------ Text section
When you live in alignment with your purpose, that's what happens. I've been winging it the whole way, just throwing it to the wall to see what sticks. I had one idea in my head about being a crafter and doing small business branding, but then a seed was planted by a woman I met at a networking event who asked if I'd ever thought about teaching arts therapy, and that changed everything. I believe in what I'm doing and I believe in helping the world. Even though I'm an introvert by nature and have to put on that extroverted personality for my business, I do it because I believe in what I'm doing. It's scary every single time because I have to not only sell my brand, but I have to sell myself, and when you're passionate about something and speaking about it, there's a bit of nerves there because you're always trying to get people to understand what you're seeing. But I keep going because I'm living in alignment with my purpose.
02What’s the best career advice you’ve ever received?
The best career advice I ever received was not advice at all. It was a question. A woman I met at a networking event simply asked me if I had ever thought about what I was actually capable of beyond what I was already doing. That one question redirected everything. Sometimes the best guidance does not tell you where to go. It just makes you honest about where you have not gone yet.
03What advice would you give to young women entering your industry?
The number one advice I would give any woman starting their own business is, once you figure out exactly what it is that you want to do, be honest with yourself about what it takes to be an entrepreneur. Do you really just want to do that hobby or that thing, or are you ready to have to be a CEO, a manager, and a technician until you're ready to hire on and you get people that see behind your vision? It's so much more to it than just starting a business, and you have to be emotionally ready for that rollercoaster. For any woman that is looking to become an entrepreneur, I would tell them to research and think really hard about what being an entrepreneur is before they do that, because everybody has great ideas, but not everybody can hold on through the ups and downs of entrepreneurship.
04What are the biggest challenges or opportunities in your field right now?
------------
------ Supplied material
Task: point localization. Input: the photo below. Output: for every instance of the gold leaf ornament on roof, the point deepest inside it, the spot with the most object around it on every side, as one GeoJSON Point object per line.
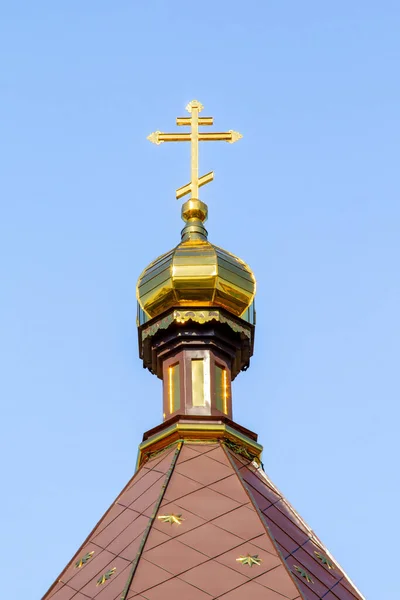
{"type": "Point", "coordinates": [250, 560]}
{"type": "Point", "coordinates": [172, 519]}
------------
== Exercise tasks ==
(1) Reproduce the portion of the entrepreneurship interview between "02What’s the best" and "not gone yet.", inclusive, substituting "community workshop" for "networking event".
(2) Write the next part of the entrepreneurship interview, picking up after its final line.

== Answers to the tasks ==
(1)
02What’s the best career advice you’ve ever received?
The best career advice I ever received was not advice at all. It was a question. A woman I met at a community workshop simply asked me if I had ever thought about what I was actually capable of beyond what I was already doing. That one question redirected everything. Sometimes the best guidance does not tell you where to go. It just makes you honest about where you have not gone yet.

(2)
The biggest challenge and the biggest opportunity are the same thing, people still do not fully understand what creative wellness is. The market has watered it down into aesthetics and activities and the real work, the science behind what happens in the body when you create, the spirit behind why it matters, the art as the actual methodology, gets lost in the noise. That is the challenge. The opportunity is that nobody has built the container I have built. There is no one doing this the way Creative Safe Spaces does this, rooted in art, science, and spirit simultaneously, meeting people where they are, and creating experiences that shift them without them even realizing it is happening. The gap in the market is exactly where I am standing.
05What values are most important to you in your work and personal life?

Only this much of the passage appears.